**DIRECTIONS**
Could you retype all of the entries below word for word?

■ ■ ■

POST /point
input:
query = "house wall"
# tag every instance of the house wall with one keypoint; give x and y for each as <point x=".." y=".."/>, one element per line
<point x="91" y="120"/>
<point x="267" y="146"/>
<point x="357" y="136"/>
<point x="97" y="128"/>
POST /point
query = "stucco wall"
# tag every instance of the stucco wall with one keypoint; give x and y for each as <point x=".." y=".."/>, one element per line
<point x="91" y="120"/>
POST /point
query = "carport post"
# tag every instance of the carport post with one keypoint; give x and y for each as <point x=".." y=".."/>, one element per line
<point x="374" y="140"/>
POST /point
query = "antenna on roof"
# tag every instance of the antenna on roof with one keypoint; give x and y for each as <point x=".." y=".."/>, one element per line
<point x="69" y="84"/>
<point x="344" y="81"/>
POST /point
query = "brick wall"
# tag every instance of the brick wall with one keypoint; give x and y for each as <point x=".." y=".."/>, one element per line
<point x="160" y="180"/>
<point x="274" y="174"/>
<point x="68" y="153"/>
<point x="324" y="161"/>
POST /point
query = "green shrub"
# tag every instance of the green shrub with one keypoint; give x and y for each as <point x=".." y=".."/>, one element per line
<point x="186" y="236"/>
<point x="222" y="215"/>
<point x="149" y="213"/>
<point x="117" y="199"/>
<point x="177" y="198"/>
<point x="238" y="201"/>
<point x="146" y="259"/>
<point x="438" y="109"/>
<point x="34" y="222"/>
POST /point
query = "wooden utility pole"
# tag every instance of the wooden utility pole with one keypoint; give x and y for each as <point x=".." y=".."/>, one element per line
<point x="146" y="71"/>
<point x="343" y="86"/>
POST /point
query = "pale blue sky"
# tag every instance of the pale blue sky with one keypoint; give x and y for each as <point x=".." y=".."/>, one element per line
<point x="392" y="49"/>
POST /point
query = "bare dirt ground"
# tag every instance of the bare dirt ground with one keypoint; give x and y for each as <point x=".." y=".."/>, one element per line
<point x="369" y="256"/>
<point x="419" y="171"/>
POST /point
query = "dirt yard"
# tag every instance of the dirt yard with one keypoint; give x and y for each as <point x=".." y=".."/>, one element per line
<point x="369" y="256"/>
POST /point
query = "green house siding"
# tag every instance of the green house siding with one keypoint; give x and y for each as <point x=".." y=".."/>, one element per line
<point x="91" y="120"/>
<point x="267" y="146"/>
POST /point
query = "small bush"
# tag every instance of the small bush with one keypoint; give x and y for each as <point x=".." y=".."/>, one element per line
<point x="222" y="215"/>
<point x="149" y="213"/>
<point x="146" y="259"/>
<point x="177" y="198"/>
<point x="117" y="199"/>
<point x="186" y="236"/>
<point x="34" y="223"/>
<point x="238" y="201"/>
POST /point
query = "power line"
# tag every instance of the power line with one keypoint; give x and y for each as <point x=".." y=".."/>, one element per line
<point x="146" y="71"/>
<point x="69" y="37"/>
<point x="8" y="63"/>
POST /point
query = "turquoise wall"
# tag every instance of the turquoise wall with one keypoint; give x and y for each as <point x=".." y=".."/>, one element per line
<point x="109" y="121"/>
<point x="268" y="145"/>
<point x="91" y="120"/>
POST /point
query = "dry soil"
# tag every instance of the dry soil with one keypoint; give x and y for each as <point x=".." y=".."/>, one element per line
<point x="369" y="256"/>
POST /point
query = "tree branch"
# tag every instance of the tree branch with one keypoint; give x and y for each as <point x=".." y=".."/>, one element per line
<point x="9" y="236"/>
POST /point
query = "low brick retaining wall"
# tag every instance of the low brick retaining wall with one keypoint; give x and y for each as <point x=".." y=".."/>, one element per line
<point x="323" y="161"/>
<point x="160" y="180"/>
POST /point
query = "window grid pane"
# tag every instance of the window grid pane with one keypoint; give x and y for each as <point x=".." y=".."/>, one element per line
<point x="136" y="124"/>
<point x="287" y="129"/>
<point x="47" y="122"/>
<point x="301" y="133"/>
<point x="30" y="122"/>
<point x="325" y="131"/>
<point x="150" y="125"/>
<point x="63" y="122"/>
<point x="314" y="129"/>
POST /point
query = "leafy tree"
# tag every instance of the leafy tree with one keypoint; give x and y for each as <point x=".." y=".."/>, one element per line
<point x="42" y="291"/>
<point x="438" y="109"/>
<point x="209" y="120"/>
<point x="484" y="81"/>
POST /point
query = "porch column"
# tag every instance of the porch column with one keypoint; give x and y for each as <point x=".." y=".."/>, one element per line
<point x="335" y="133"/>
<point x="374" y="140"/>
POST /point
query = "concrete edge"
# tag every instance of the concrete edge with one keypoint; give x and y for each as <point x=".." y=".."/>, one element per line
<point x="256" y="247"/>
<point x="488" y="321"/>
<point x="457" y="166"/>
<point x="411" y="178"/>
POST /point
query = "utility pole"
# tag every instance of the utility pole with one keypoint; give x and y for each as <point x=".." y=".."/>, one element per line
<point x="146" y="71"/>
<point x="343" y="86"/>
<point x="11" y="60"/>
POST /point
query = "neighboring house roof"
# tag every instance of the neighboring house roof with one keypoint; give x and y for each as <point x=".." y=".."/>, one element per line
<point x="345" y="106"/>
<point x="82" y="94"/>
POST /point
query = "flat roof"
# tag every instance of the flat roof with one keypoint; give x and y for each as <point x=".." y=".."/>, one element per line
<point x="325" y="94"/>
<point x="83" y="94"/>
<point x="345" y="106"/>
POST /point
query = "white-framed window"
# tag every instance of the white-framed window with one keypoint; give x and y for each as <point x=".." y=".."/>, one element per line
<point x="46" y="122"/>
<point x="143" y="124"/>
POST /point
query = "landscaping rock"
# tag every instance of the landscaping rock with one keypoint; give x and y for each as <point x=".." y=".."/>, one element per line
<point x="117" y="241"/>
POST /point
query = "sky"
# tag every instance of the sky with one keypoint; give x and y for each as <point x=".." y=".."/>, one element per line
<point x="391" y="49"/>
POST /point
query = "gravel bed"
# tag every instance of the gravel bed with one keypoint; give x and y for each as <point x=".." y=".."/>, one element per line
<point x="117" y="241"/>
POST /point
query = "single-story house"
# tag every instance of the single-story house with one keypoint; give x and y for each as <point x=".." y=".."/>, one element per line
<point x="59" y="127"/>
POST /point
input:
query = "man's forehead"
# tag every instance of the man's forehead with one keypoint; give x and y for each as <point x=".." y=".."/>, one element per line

■ ■ ■

**EXERCISE ANSWER**
POST /point
input:
query = "house wall"
# tag every instance of the house wall with one keypoint; give x and y for each as <point x=".." y=".."/>, one element per line
<point x="91" y="120"/>
<point x="267" y="146"/>
<point x="357" y="136"/>
<point x="97" y="128"/>
POST /point
query = "stucco wall"
# tag every instance of the stucco wall with one keypoint; give x and y for each as <point x=".." y=".."/>, one element per line
<point x="91" y="120"/>
POST /point
query = "carport post"
# tag every instance of the carport post with one keypoint; give x and y for each as <point x=".." y=".."/>, one element per line
<point x="374" y="140"/>
POST /point
query = "antenna on roof"
# tag every instance of the antenna on roof with one keypoint; give x and y for each as <point x=".." y=".."/>, one element per line
<point x="69" y="84"/>
<point x="344" y="81"/>
POST /point
query = "brick wall"
# tag every instance of the brick wall with one keypoint; give x and y for each as <point x=".." y=".."/>, one element per line
<point x="160" y="180"/>
<point x="274" y="174"/>
<point x="68" y="153"/>
<point x="324" y="161"/>
POST /point
query = "green shrub"
# tag every instance of the green shrub with one keypoint; give x and y for each as <point x=".." y=".."/>, one element per line
<point x="186" y="236"/>
<point x="222" y="215"/>
<point x="149" y="213"/>
<point x="117" y="199"/>
<point x="177" y="198"/>
<point x="238" y="201"/>
<point x="146" y="259"/>
<point x="438" y="109"/>
<point x="34" y="222"/>
POST /point
query = "wooden utility pole"
# tag every instance of the wooden utility pole with one keypoint; give x and y for each as <point x=".." y=".."/>, one element per line
<point x="146" y="71"/>
<point x="343" y="86"/>
POST /point
query = "pale blue sky"
# tag every instance of the pale blue sky with one keypoint; give x and y for each as <point x=".." y=".."/>, one element per line
<point x="392" y="49"/>
POST /point
query = "bare dirt ground"
# tag every instance of the bare dirt ground with one keypoint; give x and y for each as <point x=".." y=".."/>, one element per line
<point x="369" y="256"/>
<point x="419" y="171"/>
POST /point
query = "dirt yard"
# tag every instance of the dirt yard with one keypoint; give x and y for each as <point x=".." y=".."/>, one element per line
<point x="369" y="256"/>
POST /point
query = "green house siding"
# tag every instance of the green house siding with one keypoint; give x and y for each as <point x=".." y=".."/>, one element per line
<point x="91" y="120"/>
<point x="267" y="146"/>
POST /point
query = "small bush"
# tag every instance of the small bush with one keypoint; give x and y for each as <point x=".." y=".."/>, one element per line
<point x="222" y="215"/>
<point x="149" y="213"/>
<point x="146" y="259"/>
<point x="177" y="198"/>
<point x="117" y="199"/>
<point x="186" y="236"/>
<point x="34" y="223"/>
<point x="238" y="201"/>
POST /point
query = "power line"
# tag every instance of the power line with one keypoint; give x and y for each as <point x=".." y=".."/>, one element per line
<point x="146" y="71"/>
<point x="69" y="37"/>
<point x="8" y="63"/>
POST /point
query = "turquoise wall"
# tag every instance of the turquoise wall with one keypoint; give x and y for each as <point x=".." y=".."/>, one element per line
<point x="109" y="121"/>
<point x="268" y="145"/>
<point x="91" y="120"/>
POST /point
query = "dry soil"
# tag every instance of the dry soil with one keypoint; give x and y for each as <point x=".." y=".."/>, one element per line
<point x="369" y="256"/>
POST /point
query = "tree branch"
# tag every instance of the tree branch with one keypoint; give x and y for each as <point x=".." y=".."/>, one element per line
<point x="9" y="236"/>
POST /point
query = "low brick retaining wall"
# tag every instance of the low brick retaining wall with one keypoint; give x and y for each as <point x=".." y=".."/>, one element per line
<point x="323" y="161"/>
<point x="160" y="180"/>
POST /point
query = "window grid pane"
# tag every instance of the window grid pane with one keypoint; give x and y for each as <point x=".." y=".."/>, one element per line
<point x="136" y="124"/>
<point x="287" y="129"/>
<point x="47" y="122"/>
<point x="301" y="133"/>
<point x="30" y="122"/>
<point x="325" y="131"/>
<point x="150" y="125"/>
<point x="63" y="122"/>
<point x="314" y="129"/>
POST /point
query = "leafy tree"
# tag every instance of the leafy tree with one keypoint; give x and y for each as <point x=".." y=".."/>, one element per line
<point x="42" y="291"/>
<point x="438" y="109"/>
<point x="209" y="120"/>
<point x="484" y="81"/>
POST /point
query = "porch column"
# tag every instance of the porch column with one keypoint; give x and y for each as <point x=".." y=".."/>, one element per line
<point x="335" y="133"/>
<point x="374" y="140"/>
POST /point
query = "concrete edge"
# tag every instance of the concrete edge with one keypoint; give x and y for each as <point x=".." y=".."/>, one element per line
<point x="256" y="247"/>
<point x="488" y="321"/>
<point x="457" y="166"/>
<point x="411" y="178"/>
POST /point
query = "utility pole"
# tag every instance of the utility pole with one keypoint; give x and y for each as <point x=".." y=".."/>, one element per line
<point x="146" y="71"/>
<point x="343" y="86"/>
<point x="11" y="60"/>
POST /point
query = "neighboring house roof"
# tag every instance of the neighboring house roof with one keypoint; give x and y for each as <point x=".." y=".."/>, one element per line
<point x="345" y="106"/>
<point x="82" y="94"/>
POST /point
query = "flat roof"
# tag every instance of the flat roof with one keypoint; give x and y for each as <point x=".." y=".."/>, one element per line
<point x="325" y="94"/>
<point x="83" y="94"/>
<point x="345" y="106"/>
POST /point
query = "white-framed window"
# tag every instance of the white-framed window with one keypoint; give x and y for each as <point x=".." y=".."/>, one element per line
<point x="46" y="122"/>
<point x="143" y="124"/>
POST /point
query = "landscaping rock"
# tag every instance of the landscaping rock with one keypoint; give x and y for each as <point x=".." y=".."/>, one element per line
<point x="117" y="241"/>
POST /point
query = "sky"
# tag every instance of the sky with one keypoint; give x and y for each as <point x=".." y=".."/>, one element per line
<point x="391" y="49"/>
POST /point
query = "gravel bed"
# tag every instance of the gravel bed with one keypoint; give x and y for each as <point x=".." y=".."/>, one element per line
<point x="117" y="241"/>
POST /point
query = "single-story house"
# tag every instance of the single-story house with one keypoint; give x and y for each as <point x=".." y=".."/>, one element per line
<point x="59" y="127"/>
POST /point
input:
query = "man's forehead"
# tag every instance of the man's forehead with one keypoint; give x and y for each as <point x=".." y=".."/>, one element per line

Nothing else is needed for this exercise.